[KUTIPAN PILIHAN]
◆ ◆ ◆ ◆

MILITER PAJAJARAN (Dok.Salakanagara)
- Get link
- X
- Other Apps
Kintunan : Tirta Guntara
Hatur nuhun kang fauzi, kamari abdi milarian ksatria pajajaran di
google teh kalahkah kaluar TNI. teras nembe kamari abdi mendakan
taktikna di wacana nusantara. sapertos kieu cenah:
Bagaimana
strategi orang Sunda dulu berperang, belum banyak dibahas. Naskah
Sanghyang Siksakandang Karesian hanya menyebutkan nama-nama strategi
perang yang diterapkan, paling tidak sampai abad ke-16.
Dalam
Sanghyang Siksakandang Karesian disebutkan, "Bila ingin tahu tentang
perilaku perang, seperti makarabihwa, katrabihwa, lisangbihwa,
singhabihwa, garudabihwa, cakrabihwa, sucimuka, brajapanjara,
asumaliput, meraksimpir, gagaksangkur, luwakmaturut, kidangsumeka,
babahbuhaya, ngalinggamanik, lemahmrewasa, adipati, prebusakti,
pakeprajurit, tapaksawetrik, tanyalah panglima perang." (Danasasmita,
dkk., 1987).
Tulisan ini mencoba mendeskripsikan strategi
perang dimaksud. Mudah-mudahan bisa jadi bahan kajian yang lebih
mendalam untuk berbagai pemanfaatan.
1. Makarabihwa; cara
mengalahkan musuh dengan tidak berperang. Mengalahkan musuh dari dalam
musuh itu sendiri, dengan menggunakan kekuatan pengaruh. Praktik merusak
kekuatan musuh dari dalam agar merasa kalah sebelum berperang.
2. Katrabihwa; posisi prajurit saat menyerang musuh, ada yang
ditempatkan di atas, biasanya dengan menggunakan senjata panah, dan
prajurit yang di bawah, biasanya menggunakan tombak dan berkuda.

◆ ◆ ◆ ◆

[ITEM YANG DITAMPILKAN]

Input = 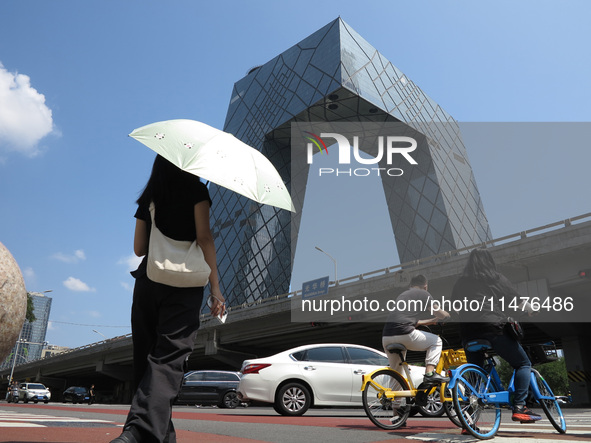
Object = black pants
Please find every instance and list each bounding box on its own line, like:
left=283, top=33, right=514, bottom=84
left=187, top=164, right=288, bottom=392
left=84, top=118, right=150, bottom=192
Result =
left=125, top=275, right=203, bottom=443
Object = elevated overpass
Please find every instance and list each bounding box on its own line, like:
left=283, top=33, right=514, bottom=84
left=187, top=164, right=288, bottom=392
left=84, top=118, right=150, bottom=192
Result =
left=0, top=213, right=591, bottom=404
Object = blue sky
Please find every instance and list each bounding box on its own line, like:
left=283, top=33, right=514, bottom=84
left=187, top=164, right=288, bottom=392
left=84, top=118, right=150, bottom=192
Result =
left=0, top=0, right=591, bottom=346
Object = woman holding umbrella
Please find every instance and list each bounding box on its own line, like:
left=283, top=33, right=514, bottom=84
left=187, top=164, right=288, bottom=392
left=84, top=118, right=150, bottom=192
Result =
left=111, top=155, right=225, bottom=443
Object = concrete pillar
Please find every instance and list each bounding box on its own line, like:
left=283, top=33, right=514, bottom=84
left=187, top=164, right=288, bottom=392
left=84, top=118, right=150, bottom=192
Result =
left=562, top=336, right=591, bottom=406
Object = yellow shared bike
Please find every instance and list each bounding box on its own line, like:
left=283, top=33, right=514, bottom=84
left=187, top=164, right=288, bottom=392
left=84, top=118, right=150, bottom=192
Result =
left=361, top=343, right=466, bottom=429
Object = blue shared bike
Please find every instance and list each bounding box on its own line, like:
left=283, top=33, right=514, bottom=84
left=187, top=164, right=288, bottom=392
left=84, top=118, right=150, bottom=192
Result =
left=449, top=340, right=566, bottom=439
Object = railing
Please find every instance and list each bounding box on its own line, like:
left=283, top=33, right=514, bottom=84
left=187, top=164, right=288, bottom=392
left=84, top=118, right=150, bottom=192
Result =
left=217, top=212, right=591, bottom=321
left=6, top=212, right=591, bottom=370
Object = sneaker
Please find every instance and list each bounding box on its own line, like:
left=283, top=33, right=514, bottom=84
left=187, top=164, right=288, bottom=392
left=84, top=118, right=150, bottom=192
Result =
left=423, top=372, right=449, bottom=384
left=511, top=405, right=542, bottom=422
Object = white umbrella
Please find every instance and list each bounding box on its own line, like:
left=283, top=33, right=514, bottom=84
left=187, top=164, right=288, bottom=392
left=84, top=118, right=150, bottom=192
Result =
left=129, top=120, right=295, bottom=212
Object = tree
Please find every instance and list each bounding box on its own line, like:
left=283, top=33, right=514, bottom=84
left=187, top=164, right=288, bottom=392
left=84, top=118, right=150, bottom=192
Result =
left=25, top=292, right=37, bottom=323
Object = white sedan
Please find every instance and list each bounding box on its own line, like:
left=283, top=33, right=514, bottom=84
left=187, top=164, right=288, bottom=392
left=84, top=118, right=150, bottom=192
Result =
left=237, top=343, right=425, bottom=415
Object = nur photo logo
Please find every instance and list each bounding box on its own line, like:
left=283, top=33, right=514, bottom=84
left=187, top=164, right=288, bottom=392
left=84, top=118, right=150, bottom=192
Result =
left=302, top=131, right=418, bottom=177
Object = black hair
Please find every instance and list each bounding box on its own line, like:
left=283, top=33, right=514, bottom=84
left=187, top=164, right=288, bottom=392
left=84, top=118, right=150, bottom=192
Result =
left=410, top=274, right=427, bottom=287
left=136, top=154, right=199, bottom=206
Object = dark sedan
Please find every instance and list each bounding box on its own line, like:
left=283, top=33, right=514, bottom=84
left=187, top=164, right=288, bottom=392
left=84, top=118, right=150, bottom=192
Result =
left=62, top=386, right=90, bottom=404
left=176, top=371, right=240, bottom=408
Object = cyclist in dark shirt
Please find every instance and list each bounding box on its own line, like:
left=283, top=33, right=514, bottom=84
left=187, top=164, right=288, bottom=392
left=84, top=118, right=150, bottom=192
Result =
left=452, top=249, right=542, bottom=422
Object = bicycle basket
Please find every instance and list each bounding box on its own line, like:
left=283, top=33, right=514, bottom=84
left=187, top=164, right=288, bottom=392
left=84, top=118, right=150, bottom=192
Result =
left=524, top=342, right=558, bottom=365
left=443, top=349, right=467, bottom=367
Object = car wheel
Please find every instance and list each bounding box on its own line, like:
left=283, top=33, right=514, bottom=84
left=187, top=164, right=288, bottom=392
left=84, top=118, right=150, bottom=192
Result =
left=218, top=391, right=240, bottom=409
left=273, top=383, right=312, bottom=416
left=419, top=390, right=445, bottom=417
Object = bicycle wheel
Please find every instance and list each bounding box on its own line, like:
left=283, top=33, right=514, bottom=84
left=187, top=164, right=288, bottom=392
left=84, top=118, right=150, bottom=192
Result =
left=452, top=367, right=501, bottom=440
left=532, top=368, right=566, bottom=434
left=362, top=369, right=410, bottom=429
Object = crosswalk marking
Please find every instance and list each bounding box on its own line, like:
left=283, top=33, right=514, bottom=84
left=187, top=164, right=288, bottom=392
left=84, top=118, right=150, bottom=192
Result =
left=0, top=411, right=113, bottom=428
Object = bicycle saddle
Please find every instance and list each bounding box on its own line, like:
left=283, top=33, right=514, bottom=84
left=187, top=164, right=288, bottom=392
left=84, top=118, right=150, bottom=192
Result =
left=386, top=343, right=406, bottom=354
left=464, top=338, right=492, bottom=352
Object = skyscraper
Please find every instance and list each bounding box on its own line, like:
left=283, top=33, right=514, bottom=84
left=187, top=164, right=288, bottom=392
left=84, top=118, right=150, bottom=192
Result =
left=210, top=18, right=492, bottom=306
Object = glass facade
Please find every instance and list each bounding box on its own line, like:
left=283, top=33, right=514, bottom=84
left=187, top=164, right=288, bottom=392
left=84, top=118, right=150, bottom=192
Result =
left=210, top=18, right=491, bottom=306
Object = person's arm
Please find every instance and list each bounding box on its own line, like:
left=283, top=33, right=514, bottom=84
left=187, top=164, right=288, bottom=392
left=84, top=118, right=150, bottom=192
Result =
left=195, top=200, right=226, bottom=317
left=133, top=218, right=148, bottom=257
left=416, top=295, right=449, bottom=326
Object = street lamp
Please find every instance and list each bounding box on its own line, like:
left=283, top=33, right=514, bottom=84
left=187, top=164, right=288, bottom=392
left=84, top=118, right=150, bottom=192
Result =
left=315, top=246, right=339, bottom=286
left=92, top=329, right=107, bottom=338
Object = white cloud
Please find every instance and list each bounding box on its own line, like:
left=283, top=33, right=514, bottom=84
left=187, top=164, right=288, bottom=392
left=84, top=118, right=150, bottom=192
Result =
left=64, top=277, right=96, bottom=292
left=117, top=254, right=143, bottom=272
left=0, top=62, right=53, bottom=157
left=121, top=281, right=133, bottom=292
left=22, top=267, right=37, bottom=287
left=51, top=249, right=86, bottom=263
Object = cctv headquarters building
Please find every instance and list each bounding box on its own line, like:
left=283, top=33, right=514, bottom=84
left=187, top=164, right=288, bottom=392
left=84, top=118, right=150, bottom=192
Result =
left=210, top=18, right=491, bottom=306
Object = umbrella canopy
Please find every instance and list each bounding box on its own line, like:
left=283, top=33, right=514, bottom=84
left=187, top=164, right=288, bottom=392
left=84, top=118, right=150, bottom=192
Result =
left=129, top=120, right=295, bottom=212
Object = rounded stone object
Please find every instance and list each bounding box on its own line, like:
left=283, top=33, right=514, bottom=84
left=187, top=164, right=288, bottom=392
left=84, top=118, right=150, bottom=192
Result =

◆ ◆ ◆ ◆

[DAFTAR TUGAS]
(a) Ringkaslah paragraf dalam teks tentang strategi perang Sunda yang diawali "Bagaimana strategi orang Sunda dulu berperang" tanpa menghilangkan fakta utamanya.
(b) Lanjutkan teks tentang strategi perang Sunda mulai setelah kalimat terakhir yang ditampilkan.

[JAWABAN TERTULIS]
(a) Strategi perang orang Sunda pada masa lalu masih jarang dibahas. Naskah Sanghyang Siksakandang Karesian hanya memuat nama-nama strategi perang yang diterapkan, setidaknya hingga abad ke-16.

(b)
3. Lisangbihwa; sebelum perang dimulai, Panglima Perang/Hulu Jurit
mengumpulkan pasukan tempurnya agar seluruh prajurit berteguh hati
menjadi pasukan yang berani dan bersemangat berperang untuk mengalahkan
musuh walau pun kekuatan lebih kecil.
4. Singhabihwa;
mengalahkan pertahanan musuh dengan cara menyusup. Para penyusup
merupakan tim kecil yang jumlahnya hanya lima orang, terdiri atas ahli
perang, ahli strategi, dan ahli memengaruhi musuh. Musuh terpengaruh
oleh strategi yang kita lancarkan sehingga pada tahap ini musuh hancur
oleh pikirannya sendiri. Waktunya sangat lama.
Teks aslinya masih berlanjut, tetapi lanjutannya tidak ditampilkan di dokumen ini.